## Dataset entries
□ □ □
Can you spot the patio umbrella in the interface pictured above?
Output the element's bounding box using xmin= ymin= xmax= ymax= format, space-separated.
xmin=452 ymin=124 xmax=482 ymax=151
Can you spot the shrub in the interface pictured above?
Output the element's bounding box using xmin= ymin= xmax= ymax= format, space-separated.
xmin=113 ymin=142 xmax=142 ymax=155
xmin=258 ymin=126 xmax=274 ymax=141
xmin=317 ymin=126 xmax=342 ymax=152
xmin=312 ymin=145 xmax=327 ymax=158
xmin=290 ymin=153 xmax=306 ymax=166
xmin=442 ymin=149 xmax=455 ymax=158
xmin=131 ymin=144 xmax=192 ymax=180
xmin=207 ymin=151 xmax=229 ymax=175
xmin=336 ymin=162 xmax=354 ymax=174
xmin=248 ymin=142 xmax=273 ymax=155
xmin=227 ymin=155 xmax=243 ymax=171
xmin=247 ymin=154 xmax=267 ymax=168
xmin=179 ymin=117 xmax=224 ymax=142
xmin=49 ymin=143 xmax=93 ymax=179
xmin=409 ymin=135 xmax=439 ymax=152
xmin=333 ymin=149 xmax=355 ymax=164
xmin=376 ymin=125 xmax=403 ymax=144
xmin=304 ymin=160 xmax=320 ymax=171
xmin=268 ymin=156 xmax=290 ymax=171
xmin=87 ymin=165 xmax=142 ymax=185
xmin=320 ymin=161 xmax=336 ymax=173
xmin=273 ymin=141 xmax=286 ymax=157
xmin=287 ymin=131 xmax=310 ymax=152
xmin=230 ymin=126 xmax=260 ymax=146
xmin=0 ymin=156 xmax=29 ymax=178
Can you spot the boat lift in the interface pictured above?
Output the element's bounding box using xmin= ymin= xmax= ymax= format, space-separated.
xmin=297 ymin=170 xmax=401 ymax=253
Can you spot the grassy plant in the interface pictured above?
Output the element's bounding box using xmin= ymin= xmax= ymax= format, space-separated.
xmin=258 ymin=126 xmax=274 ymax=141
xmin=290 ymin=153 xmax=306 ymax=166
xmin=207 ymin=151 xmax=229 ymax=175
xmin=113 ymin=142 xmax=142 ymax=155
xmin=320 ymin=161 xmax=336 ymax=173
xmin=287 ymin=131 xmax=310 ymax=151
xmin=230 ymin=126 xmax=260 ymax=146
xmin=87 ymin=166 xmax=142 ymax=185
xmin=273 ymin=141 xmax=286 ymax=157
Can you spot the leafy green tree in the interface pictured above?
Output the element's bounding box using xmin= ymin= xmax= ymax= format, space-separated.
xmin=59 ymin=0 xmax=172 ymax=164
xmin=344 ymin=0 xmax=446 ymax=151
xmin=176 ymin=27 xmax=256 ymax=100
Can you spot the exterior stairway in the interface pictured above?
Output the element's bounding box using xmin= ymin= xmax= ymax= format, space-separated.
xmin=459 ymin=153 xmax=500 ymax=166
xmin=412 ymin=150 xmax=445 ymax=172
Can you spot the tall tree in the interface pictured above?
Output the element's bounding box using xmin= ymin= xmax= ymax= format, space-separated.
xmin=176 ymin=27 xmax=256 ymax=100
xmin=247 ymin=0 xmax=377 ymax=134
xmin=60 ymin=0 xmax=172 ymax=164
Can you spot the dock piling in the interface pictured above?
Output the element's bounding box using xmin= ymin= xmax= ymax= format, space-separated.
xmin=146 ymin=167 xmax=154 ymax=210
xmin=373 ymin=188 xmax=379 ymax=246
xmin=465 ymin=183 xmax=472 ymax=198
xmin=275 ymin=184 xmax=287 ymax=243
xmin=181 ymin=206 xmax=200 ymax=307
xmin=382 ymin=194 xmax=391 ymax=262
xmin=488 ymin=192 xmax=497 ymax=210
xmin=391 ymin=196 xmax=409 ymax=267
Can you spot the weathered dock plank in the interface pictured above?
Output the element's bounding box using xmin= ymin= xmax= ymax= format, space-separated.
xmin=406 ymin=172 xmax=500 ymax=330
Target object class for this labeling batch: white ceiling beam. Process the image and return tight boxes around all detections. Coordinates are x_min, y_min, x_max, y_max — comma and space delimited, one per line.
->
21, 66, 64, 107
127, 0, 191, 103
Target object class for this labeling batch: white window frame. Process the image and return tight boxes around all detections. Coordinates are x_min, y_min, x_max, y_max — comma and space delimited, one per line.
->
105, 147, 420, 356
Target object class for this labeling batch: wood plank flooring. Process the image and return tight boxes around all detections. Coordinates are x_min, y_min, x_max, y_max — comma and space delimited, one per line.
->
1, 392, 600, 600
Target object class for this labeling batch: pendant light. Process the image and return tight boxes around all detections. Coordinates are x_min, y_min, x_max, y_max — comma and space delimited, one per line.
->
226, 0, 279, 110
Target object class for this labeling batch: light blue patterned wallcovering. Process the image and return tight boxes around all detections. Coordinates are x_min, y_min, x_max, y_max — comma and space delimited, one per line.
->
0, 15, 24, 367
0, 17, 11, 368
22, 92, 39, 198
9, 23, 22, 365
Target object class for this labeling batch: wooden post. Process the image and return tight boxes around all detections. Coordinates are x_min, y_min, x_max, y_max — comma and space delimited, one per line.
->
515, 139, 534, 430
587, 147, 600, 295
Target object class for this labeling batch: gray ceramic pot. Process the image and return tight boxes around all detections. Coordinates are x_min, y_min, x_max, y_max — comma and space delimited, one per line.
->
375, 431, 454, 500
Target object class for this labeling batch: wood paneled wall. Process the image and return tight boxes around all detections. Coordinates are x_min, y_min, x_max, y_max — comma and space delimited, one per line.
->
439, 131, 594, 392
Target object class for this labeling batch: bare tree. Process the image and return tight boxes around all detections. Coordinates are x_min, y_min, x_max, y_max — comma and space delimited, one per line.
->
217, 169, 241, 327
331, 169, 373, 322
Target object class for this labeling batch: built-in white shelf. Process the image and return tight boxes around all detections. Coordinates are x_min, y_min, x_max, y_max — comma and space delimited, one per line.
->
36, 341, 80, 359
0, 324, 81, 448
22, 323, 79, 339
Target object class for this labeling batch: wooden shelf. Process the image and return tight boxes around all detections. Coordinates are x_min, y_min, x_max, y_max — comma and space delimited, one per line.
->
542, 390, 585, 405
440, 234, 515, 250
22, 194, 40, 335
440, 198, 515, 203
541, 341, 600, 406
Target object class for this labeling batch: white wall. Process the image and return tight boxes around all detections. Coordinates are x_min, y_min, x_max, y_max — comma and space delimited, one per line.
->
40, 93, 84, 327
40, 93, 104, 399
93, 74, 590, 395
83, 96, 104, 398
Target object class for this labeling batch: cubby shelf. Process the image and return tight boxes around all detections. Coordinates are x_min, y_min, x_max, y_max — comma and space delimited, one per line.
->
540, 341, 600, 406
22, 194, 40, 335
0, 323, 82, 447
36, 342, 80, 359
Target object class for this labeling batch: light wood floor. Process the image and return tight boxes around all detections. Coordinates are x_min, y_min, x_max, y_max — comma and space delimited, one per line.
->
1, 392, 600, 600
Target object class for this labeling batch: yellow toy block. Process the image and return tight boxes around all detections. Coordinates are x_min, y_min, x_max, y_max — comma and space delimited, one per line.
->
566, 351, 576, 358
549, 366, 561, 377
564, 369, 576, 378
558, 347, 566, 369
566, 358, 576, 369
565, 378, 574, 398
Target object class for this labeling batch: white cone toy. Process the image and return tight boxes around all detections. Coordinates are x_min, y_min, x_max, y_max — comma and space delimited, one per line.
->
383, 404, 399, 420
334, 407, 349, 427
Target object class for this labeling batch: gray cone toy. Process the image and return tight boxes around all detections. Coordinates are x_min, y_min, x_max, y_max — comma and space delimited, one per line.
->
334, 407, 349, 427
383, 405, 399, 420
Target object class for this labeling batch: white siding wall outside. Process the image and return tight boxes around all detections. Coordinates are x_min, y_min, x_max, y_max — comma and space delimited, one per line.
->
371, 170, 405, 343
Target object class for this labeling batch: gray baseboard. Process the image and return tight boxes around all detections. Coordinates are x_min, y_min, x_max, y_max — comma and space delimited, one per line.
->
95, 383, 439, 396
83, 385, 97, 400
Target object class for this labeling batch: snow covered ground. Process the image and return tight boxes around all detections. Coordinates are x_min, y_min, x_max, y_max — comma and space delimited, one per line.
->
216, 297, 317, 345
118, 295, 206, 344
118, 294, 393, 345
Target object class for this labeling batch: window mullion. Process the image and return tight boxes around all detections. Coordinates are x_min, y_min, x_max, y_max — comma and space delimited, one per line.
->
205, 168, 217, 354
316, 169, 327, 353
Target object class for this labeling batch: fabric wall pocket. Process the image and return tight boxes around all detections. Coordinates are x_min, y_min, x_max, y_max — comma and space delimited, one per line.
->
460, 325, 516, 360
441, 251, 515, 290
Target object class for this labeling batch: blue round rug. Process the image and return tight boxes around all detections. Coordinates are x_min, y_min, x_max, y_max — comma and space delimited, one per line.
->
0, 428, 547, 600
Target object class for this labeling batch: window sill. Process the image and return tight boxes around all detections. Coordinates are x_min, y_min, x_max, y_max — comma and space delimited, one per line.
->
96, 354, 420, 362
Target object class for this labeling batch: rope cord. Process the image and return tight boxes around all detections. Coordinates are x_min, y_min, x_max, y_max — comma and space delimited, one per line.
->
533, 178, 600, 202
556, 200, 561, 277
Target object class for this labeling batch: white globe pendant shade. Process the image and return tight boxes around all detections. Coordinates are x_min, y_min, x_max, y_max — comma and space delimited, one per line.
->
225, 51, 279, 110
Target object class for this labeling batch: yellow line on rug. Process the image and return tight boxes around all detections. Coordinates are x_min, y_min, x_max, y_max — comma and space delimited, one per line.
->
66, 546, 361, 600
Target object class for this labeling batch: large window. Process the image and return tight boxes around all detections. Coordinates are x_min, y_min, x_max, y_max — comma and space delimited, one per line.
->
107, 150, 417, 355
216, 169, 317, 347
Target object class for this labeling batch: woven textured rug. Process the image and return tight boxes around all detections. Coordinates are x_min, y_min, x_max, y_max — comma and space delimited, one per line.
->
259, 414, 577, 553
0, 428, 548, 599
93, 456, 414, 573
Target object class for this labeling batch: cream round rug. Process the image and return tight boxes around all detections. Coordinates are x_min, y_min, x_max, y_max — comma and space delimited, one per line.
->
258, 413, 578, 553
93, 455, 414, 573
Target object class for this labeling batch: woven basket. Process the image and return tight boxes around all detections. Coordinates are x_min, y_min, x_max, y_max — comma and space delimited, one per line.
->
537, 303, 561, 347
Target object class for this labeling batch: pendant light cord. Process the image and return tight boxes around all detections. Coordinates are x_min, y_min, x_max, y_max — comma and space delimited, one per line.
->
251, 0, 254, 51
□ □ □
## Assignment
Taking the lines above, repeat exactly those from the line that contains "Can you spot the boat" through the line that contains "Can you spot the grassy", and both of those lines as well. Include nothing else.

## Output for this task
Can you spot the boat lift in the interface pictured above?
Output the element's bounding box using xmin= ymin= xmax= ymax= format, space-separated.
xmin=297 ymin=170 xmax=401 ymax=253
Can you spot the grassy plant in the interface pictured above?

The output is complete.